_Your assignment_.
Word for word, repeat each line of the listing below.
(Data to examine Opens)
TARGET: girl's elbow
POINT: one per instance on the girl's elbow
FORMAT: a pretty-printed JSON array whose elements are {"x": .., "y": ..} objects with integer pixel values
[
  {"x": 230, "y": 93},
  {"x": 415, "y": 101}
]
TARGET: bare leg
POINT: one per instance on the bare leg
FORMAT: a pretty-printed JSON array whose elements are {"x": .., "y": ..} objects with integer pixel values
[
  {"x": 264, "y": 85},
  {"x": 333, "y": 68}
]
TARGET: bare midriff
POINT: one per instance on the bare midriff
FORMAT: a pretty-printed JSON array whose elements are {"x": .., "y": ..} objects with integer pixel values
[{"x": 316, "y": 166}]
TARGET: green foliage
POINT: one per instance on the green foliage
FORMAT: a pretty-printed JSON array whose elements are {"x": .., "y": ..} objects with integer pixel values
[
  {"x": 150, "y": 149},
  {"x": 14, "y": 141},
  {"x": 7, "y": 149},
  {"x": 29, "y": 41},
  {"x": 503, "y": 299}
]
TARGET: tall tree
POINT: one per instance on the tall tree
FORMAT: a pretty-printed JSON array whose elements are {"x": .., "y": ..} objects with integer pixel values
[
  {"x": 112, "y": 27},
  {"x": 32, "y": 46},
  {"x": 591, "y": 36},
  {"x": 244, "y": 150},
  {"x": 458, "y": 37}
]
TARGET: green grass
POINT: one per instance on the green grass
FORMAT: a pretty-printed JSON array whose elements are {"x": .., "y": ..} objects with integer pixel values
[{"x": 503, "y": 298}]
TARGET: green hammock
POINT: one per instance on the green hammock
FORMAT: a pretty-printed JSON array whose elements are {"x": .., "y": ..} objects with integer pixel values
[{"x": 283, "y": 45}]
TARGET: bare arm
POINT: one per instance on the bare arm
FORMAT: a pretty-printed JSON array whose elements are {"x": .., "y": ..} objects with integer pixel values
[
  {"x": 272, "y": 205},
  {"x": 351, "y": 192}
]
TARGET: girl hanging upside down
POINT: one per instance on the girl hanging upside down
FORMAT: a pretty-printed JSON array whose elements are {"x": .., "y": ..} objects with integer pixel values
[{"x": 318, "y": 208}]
(Data to examine Closes)
_Result of the exercise_.
TARGET: girl's elbow
POINT: one per instance on the girl's elbow
FORMAT: a pretty-printed JSON array whose elements are {"x": .., "y": ..} objects with integer pixel values
[
  {"x": 230, "y": 93},
  {"x": 415, "y": 101}
]
TARGET: bare leg
POINT: one per instance on the bare leg
FORMAT: a pretty-printed JSON array whose elements are {"x": .., "y": ..} objects with integer pixel values
[
  {"x": 264, "y": 85},
  {"x": 333, "y": 68}
]
TARGET: bare midriff
POINT: one per instance on the bare midriff
FORMAT: a pretty-printed JSON array whose elements are {"x": .., "y": ..} objects with integer pixel values
[{"x": 316, "y": 166}]
TARGET: green foliage
POINT: one per instance on the green foliage
FORMAT: a pretty-printed JSON array whose elements are {"x": .., "y": ..} objects with integer pixel values
[
  {"x": 150, "y": 149},
  {"x": 14, "y": 141},
  {"x": 7, "y": 149},
  {"x": 29, "y": 41},
  {"x": 503, "y": 299}
]
TARGET: tall tree
POINT: one per instance on the tall tree
FORMAT: a pretty-printed JSON array whose elements are {"x": .., "y": ..} objects with integer pixel values
[
  {"x": 112, "y": 27},
  {"x": 32, "y": 46},
  {"x": 591, "y": 36},
  {"x": 244, "y": 150},
  {"x": 458, "y": 37}
]
TARGET: green grass
POINT: one per instance on the green grass
FORMAT: a pretty-printed JSON array whose elements are {"x": .., "y": ..} objects with integer pixel values
[{"x": 503, "y": 298}]
TARGET: green hammock
POINT: one per instance on the green hammock
FORMAT: a pretty-printed JSON array whose elements are {"x": .., "y": ..} objects with integer pixel values
[{"x": 283, "y": 45}]
TARGET: bare arm
POINT: one per instance on the bare arm
FORMAT: a pretty-printed JSON array whose elements are {"x": .., "y": ..} objects with integer pixel values
[
  {"x": 272, "y": 205},
  {"x": 351, "y": 192}
]
TARGET: girl hanging upside down
POINT: one per instance on the girl hanging upside down
FORMAT: a pretty-printed JSON array whose elements are {"x": .., "y": ..} objects with integer pixel values
[{"x": 318, "y": 208}]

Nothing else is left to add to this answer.